Aim of the task: Starting with the line that has "fabric surface, given", retype each line down to the end of the entries below, without leaving any out or adding any.

──────── Provided data ────────

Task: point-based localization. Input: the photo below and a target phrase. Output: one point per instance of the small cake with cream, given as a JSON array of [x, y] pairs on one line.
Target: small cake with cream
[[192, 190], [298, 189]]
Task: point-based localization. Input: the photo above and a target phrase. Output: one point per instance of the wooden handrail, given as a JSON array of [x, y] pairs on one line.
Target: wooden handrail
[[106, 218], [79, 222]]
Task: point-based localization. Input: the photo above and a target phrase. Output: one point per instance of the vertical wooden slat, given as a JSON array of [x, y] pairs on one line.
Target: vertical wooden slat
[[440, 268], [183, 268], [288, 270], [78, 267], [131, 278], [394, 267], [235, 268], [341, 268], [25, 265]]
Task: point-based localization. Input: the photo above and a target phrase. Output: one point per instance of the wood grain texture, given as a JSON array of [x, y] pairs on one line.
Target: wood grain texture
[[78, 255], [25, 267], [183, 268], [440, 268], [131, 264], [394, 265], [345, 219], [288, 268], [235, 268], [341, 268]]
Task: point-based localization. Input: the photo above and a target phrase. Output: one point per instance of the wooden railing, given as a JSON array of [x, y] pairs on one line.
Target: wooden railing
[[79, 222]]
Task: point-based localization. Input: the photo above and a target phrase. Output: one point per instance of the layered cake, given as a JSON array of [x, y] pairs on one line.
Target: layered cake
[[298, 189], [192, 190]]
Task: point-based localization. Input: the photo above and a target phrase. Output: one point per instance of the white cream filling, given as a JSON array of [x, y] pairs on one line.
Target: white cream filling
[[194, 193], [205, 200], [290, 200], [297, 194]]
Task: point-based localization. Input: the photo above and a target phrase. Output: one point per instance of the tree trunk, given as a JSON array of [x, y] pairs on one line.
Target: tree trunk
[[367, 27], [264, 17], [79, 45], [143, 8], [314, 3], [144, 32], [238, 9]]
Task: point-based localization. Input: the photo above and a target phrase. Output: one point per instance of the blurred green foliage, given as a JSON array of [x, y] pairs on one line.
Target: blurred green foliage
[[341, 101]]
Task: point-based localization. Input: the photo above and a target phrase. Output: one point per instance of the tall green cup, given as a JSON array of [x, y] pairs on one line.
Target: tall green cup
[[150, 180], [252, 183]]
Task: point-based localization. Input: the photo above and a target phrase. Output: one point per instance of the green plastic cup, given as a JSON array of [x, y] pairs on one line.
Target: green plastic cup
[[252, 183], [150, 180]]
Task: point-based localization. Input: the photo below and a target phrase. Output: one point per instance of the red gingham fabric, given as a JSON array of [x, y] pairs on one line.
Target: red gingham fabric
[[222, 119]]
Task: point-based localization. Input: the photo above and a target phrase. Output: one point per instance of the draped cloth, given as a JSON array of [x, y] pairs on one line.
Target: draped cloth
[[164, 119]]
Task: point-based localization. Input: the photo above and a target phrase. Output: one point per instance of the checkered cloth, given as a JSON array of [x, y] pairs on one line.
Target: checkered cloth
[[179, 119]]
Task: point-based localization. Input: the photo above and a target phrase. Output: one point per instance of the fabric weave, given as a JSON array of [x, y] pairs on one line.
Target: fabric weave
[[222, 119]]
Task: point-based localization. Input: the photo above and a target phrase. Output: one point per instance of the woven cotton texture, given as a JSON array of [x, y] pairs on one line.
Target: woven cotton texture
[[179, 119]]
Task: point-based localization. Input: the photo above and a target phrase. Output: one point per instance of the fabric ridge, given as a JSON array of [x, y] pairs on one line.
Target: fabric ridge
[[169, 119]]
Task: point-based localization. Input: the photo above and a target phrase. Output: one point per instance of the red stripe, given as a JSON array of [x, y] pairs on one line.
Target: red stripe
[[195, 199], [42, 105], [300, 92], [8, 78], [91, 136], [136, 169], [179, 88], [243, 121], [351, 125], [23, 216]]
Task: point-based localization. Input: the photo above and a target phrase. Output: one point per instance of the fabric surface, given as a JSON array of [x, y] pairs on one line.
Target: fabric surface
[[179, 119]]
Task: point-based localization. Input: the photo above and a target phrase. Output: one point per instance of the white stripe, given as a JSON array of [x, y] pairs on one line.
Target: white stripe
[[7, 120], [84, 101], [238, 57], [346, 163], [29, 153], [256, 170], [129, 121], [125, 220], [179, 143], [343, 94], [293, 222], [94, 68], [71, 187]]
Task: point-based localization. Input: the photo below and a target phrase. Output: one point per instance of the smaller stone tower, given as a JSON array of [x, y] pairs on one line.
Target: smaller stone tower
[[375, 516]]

────────

Answer:
Task: point-based localization. Input: the photo above and a target phrase. Output: one point per instance of the fabric surface, given as a JSON array of [x, y] pairs on one line.
Target: fabric surface
[[179, 119]]
Task: point-based localization. Input: the photo above and a target phrase. Output: one point per instance of the white stripe, given as a JSON array of [x, y] pairs on one line.
Target: white stripe
[[7, 120], [84, 101], [238, 57], [346, 163], [29, 153], [256, 170], [129, 121], [125, 220], [179, 143], [343, 94], [293, 222], [94, 68], [71, 187]]
Task: point-based localization. Input: the photo below and a target phrase. Output: one point per instance of the smaller stone tower, given as a JSON array of [x, y] pairs on one line.
Target: smaller stone tower
[[375, 516]]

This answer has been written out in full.